- _DAFTAR TUGAS_
1 - Dari teks tentang sidang tunjangan dosen tugas belajar, sebutkan semua bentuk pembiayaan studi lanjut yang dinyatakan di dalamnya.
2 - Salin persis bagian teks tentang sidang tunjangan dosen tugas belajar, dimulai dari "Sebelum menutup persidangan, Ketua" dan diakhiri pada "masa persidangan mendatang.".
3 - Teruskan teks tentang sidang tunjangan dosen tugas belajar, dimulai setelah kalimat terakhirnya.

- _KUTIPAN TEKS_
☆ ☆ ☆ ☆

Berikutnya pertanyaan pun muncul dari Hakim Konstitusi Enny Nurbaningsih yang meminta agar Pemerintah menjelaskan standardisasi yang digunakan oleh kementerian lain untuk pemberian berbagai tunjangan bagi PNS Dosen yang menjalankan tubel. “Apa ukuran yang digunakan dalam hal misalnya jaminan kesehatan dan kesejahteraan guru dan dosen, parameternya apa dalam mengimplentasikan Pasal 51 ayat (1) UU Guru dan Dosen ini,” jelas Enny.
Sebelum menutup persidangan, Ketua MK Anwar Usman menyebutkan sidang berikutnya akan dilaksanakan pada Senin (20/2/2023). Agenda persidangan berupa mendengarkan keterangan dari 3 orang Ahli dan 2 orang Saksi dari Pemerintah. Untuk itu, Anwar mengingatkan para pihak agar CV dan izin tertulis dari pimpinan bagi Ahli yang berprofesi sebagai PNS harus diajukan setidaknya dua hari sebelum masa persidangan mendatang.
Untuk diketahui, pada permohonan ini para Pemohon mendalilkan pemaknaan pasal a quo diwujudkan dengan penghentian sementara pembayaran tunjangan profesi dosen terhitung sejak 2009 hingga 2022. Akibatnya, para Pemohon kehilangan hak keuangannya, sedangkan mereka dalam masa menempuh studi lanjutan pada sejumlah perguruan tinggi di Indonesia atau berstatus tugas belajar (tubel). Penafsiran semata ini tidak didasarkan pada kepentingan terbaik para dosen yang diberi tugas belajar, terutama bagi para dosen yang sedang atau akan menempuh studi lanjut dengan biaya sendiri, parsial, ataupun beasiswa demi menunjang kelancaran dan proses penyelesaian studi. Padahal dosen pegawai pelajar pada semua perguruan tinggi negeri ini tetap dibebankan kewajiban untuk melakukan pengisian Beban Kerja Dosen. Sehingga sepanjang dosen pegawai pelajar yang bersangkutan tetap melakukan hal tersebut, maka dapat dikategorikan memenuhi ketentuan perundang-undangan beban kerja dosen dan ia pun seharusnya dapat tetap diberikan tunjangan sertifikasi dosen.

☆ ☆ ☆ ☆

- _ENTRI KUMPULAN DATA_
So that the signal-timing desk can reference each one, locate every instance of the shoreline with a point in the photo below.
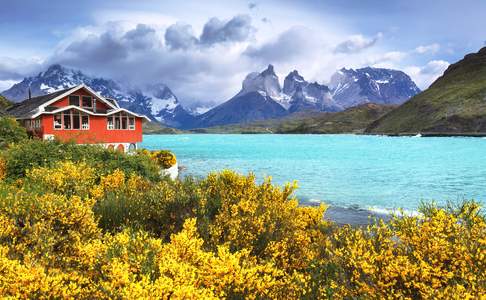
(349, 216)
(421, 134)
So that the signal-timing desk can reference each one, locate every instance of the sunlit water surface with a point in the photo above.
(370, 172)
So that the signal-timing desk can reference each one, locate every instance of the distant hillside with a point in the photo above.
(352, 120)
(454, 104)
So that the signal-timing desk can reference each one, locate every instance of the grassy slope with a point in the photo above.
(4, 104)
(353, 120)
(454, 103)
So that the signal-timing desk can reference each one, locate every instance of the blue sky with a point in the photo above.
(203, 49)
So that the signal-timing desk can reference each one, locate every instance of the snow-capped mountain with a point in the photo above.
(306, 96)
(266, 84)
(382, 86)
(156, 101)
(260, 98)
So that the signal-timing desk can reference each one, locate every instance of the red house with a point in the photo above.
(81, 115)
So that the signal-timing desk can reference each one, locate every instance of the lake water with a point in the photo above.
(369, 172)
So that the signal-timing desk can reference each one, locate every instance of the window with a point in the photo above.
(87, 102)
(67, 120)
(110, 123)
(131, 123)
(121, 121)
(75, 116)
(57, 121)
(74, 100)
(85, 122)
(71, 119)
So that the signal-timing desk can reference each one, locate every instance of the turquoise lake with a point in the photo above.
(369, 172)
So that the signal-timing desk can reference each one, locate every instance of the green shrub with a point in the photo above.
(10, 132)
(164, 158)
(35, 153)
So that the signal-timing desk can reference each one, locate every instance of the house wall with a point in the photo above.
(81, 92)
(97, 133)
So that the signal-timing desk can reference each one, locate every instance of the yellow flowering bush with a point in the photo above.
(65, 178)
(440, 255)
(70, 231)
(263, 219)
(3, 168)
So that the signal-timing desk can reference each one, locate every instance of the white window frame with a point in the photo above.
(90, 101)
(84, 126)
(109, 123)
(54, 121)
(63, 114)
(131, 126)
(79, 100)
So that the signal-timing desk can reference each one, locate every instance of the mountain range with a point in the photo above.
(156, 101)
(261, 96)
(454, 104)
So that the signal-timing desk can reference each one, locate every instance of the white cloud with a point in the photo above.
(432, 49)
(357, 43)
(428, 73)
(16, 68)
(6, 84)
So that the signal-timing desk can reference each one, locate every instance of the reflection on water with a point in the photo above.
(344, 170)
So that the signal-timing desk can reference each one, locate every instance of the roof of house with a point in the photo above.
(28, 108)
(33, 107)
(113, 101)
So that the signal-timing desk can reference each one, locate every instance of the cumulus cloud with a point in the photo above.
(428, 73)
(357, 43)
(290, 45)
(16, 68)
(215, 31)
(143, 54)
(237, 29)
(432, 48)
(252, 5)
(180, 36)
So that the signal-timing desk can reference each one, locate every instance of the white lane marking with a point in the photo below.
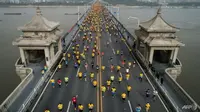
(77, 72)
(129, 103)
(45, 88)
(69, 104)
(151, 85)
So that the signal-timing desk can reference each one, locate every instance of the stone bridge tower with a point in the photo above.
(157, 43)
(40, 42)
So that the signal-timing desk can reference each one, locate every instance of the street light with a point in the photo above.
(130, 17)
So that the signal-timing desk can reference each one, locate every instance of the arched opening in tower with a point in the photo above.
(162, 56)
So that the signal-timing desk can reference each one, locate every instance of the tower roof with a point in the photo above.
(39, 23)
(158, 24)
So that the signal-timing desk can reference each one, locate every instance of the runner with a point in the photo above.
(147, 93)
(68, 55)
(60, 107)
(86, 65)
(129, 64)
(140, 77)
(123, 95)
(66, 63)
(94, 83)
(111, 68)
(85, 76)
(59, 66)
(74, 101)
(103, 89)
(66, 80)
(112, 77)
(97, 67)
(91, 76)
(117, 52)
(155, 93)
(127, 76)
(59, 82)
(108, 84)
(80, 108)
(47, 110)
(92, 63)
(118, 68)
(90, 107)
(75, 65)
(103, 68)
(138, 108)
(53, 83)
(147, 106)
(128, 90)
(127, 70)
(80, 75)
(113, 90)
(120, 79)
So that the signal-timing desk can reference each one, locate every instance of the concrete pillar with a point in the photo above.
(47, 56)
(151, 55)
(175, 55)
(26, 57)
(22, 54)
(52, 51)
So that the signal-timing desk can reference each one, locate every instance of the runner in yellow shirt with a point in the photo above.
(60, 106)
(140, 77)
(91, 76)
(128, 90)
(52, 82)
(80, 75)
(120, 79)
(93, 55)
(147, 107)
(118, 68)
(108, 84)
(103, 68)
(80, 108)
(123, 95)
(127, 76)
(68, 55)
(103, 89)
(94, 83)
(79, 61)
(90, 107)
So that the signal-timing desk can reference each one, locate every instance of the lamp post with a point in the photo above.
(130, 17)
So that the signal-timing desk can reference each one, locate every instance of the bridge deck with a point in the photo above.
(87, 93)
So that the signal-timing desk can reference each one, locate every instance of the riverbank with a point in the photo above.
(68, 6)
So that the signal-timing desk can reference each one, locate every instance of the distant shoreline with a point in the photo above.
(56, 6)
(120, 5)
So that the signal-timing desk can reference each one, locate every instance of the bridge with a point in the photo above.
(35, 93)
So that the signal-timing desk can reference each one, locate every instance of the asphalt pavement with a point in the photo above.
(85, 90)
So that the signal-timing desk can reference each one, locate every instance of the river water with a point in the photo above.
(186, 19)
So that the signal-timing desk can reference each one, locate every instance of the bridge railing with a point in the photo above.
(189, 101)
(184, 95)
(17, 91)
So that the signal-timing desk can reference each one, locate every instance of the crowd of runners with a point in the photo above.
(93, 25)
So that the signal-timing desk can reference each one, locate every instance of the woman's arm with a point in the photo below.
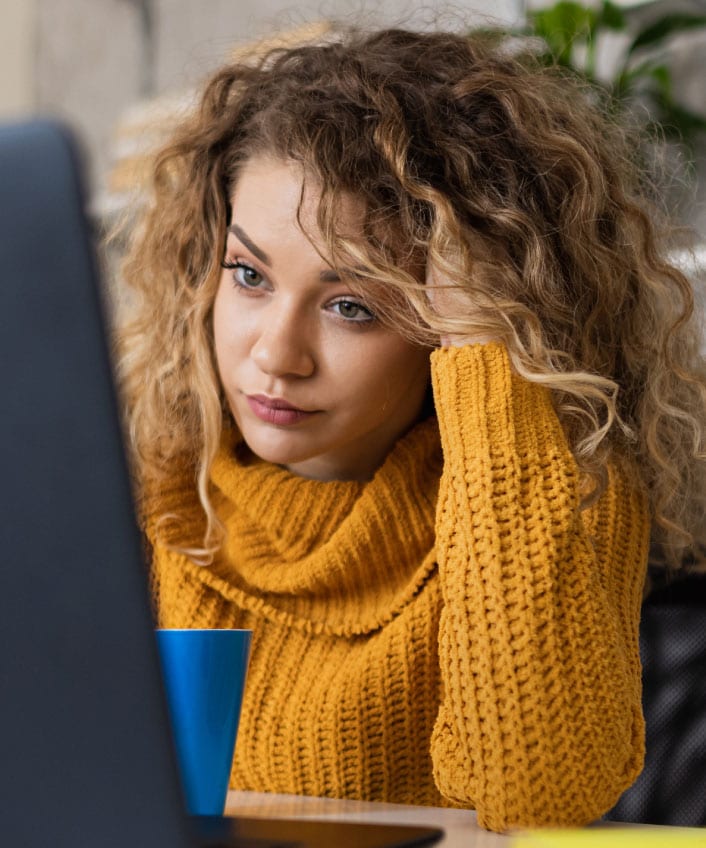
(540, 719)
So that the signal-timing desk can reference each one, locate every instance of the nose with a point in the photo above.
(283, 346)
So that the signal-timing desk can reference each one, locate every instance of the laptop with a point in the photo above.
(86, 756)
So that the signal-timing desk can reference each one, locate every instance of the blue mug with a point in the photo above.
(204, 676)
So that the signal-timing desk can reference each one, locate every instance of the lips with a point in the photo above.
(276, 410)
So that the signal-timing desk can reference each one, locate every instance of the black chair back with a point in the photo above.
(672, 787)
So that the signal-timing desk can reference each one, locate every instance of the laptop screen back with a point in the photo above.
(84, 749)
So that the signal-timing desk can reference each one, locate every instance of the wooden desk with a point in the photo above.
(459, 825)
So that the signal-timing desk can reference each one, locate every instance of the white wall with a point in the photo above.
(17, 55)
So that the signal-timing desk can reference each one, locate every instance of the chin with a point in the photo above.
(276, 453)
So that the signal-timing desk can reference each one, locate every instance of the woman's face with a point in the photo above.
(314, 381)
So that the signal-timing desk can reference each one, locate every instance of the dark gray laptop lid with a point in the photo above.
(85, 757)
(85, 753)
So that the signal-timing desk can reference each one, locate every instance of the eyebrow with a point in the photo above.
(327, 276)
(240, 233)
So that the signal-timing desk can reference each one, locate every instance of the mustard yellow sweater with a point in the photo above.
(453, 632)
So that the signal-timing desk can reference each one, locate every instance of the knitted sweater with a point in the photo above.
(455, 631)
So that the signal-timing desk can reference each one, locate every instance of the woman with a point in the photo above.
(411, 391)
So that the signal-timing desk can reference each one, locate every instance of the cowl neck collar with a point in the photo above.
(337, 557)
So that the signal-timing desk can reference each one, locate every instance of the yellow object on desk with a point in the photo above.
(613, 837)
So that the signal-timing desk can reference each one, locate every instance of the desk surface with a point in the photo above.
(459, 825)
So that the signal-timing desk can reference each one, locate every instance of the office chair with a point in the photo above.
(672, 788)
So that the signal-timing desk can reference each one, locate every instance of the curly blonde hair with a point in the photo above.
(508, 178)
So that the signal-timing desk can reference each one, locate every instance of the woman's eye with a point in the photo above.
(351, 310)
(244, 275)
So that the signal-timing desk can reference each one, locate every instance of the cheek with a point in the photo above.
(228, 335)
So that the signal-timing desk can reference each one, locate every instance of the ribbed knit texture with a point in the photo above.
(454, 632)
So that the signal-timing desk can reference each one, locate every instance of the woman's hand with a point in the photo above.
(450, 300)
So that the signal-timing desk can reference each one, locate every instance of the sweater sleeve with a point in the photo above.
(540, 720)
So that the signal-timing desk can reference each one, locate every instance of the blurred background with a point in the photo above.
(120, 70)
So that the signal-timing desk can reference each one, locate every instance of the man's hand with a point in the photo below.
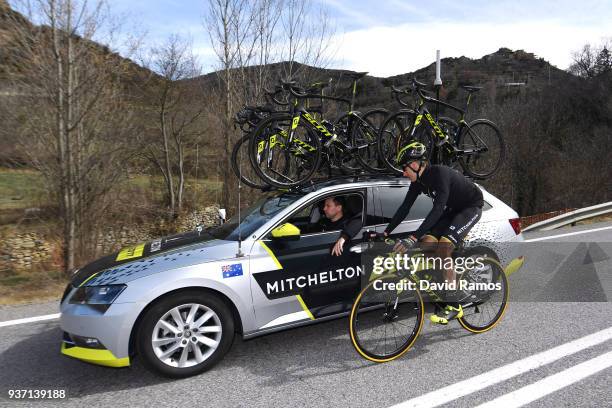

☆ ☆ ☆ ☆

- _JAWABAN TUGAS_
1 - Biaya sendiri, parsial, dan beasiswa.

2 -
Sebelum menutup persidangan, Ketua MK Anwar Usman menyebutkan sidang berikutnya akan dilaksanakan pada Senin (20/2/2023). Agenda persidangan berupa mendengarkan keterangan dari 3 orang Ahli dan 2 orang Saksi dari Pemerintah. Untuk itu, Anwar mengingatkan para pihak agar CV dan izin tertulis dari pimpinan bagi Ahli yang berprofesi sebagai PNS harus diajukan setidaknya dua hari sebelum masa persidangan mendatang.

3 -
Untuk itu, Pemohon meminta agar Mahkamah mengabulkan permohonan para Pemohon. Para Pemohon juga meminta agar Mahkamah menyatakan Pasal 51 ayat (1) UU Guru dan Dosen sepanjang frasa “Dalam melaksanakan tugas keprofesionalan” bertentangan dengan UUD 1945 dan tidak mempunyai kekuatan hukum mengikat, sepanjang tidak dimaknai “Dalam melaksanakan tugas keprofesionalan, pemaknaannya mencakup pula Dosen yang diberi tugas belajar”.(*)
Penulis: Sri Pujianti
Editor: Lulu Anjarsari P.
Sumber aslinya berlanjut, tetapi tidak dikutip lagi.